-- Start of INPUT --

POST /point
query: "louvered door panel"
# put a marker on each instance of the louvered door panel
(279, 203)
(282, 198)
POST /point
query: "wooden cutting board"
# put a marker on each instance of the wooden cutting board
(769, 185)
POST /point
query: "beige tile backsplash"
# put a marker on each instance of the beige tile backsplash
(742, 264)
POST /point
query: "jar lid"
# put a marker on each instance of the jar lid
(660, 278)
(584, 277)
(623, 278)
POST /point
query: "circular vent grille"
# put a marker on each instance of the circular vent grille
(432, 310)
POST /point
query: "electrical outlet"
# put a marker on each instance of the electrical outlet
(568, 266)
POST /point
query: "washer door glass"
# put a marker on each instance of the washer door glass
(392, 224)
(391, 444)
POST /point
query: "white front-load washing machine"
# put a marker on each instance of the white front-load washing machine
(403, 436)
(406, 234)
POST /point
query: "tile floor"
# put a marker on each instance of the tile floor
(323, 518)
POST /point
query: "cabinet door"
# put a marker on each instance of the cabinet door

-- End of INPUT --

Reproduce these rows verbatim.

[SOLUTION TO THE EXERCISE]
POST /point
query: "louvered door panel"
# put a marker on each instance of the louvered door panel
(279, 203)
(282, 198)
POST /point
query: "wooden cutting board"
# put a marker on each instance of the wooden cutting board
(769, 185)
POST /point
query: "beige tile backsplash"
# put a marker on each instance of the beige tile backsplash
(742, 264)
POST /point
query: "jar lid"
# put a marker on each instance of the jar lid
(660, 278)
(584, 277)
(623, 278)
POST /point
query: "circular vent grille"
# put a marker on each instance of the circular vent grille
(432, 310)
POST /point
query: "electrical outlet"
# put a marker on each instance of the electrical outlet
(568, 266)
POST /point
query: "washer door glass"
# put a marker on each instance of the washer door glass
(392, 224)
(391, 444)
POST /point
query: "white front-load washing machine"
# put a marker on each instance of the white front-load washing machine
(403, 436)
(406, 234)
POST /point
query: "tile floor"
# put a marker on each instance of the tile floor
(323, 518)
POST /point
query: "cabinet door"
# put a marker on each instance of the cabinet door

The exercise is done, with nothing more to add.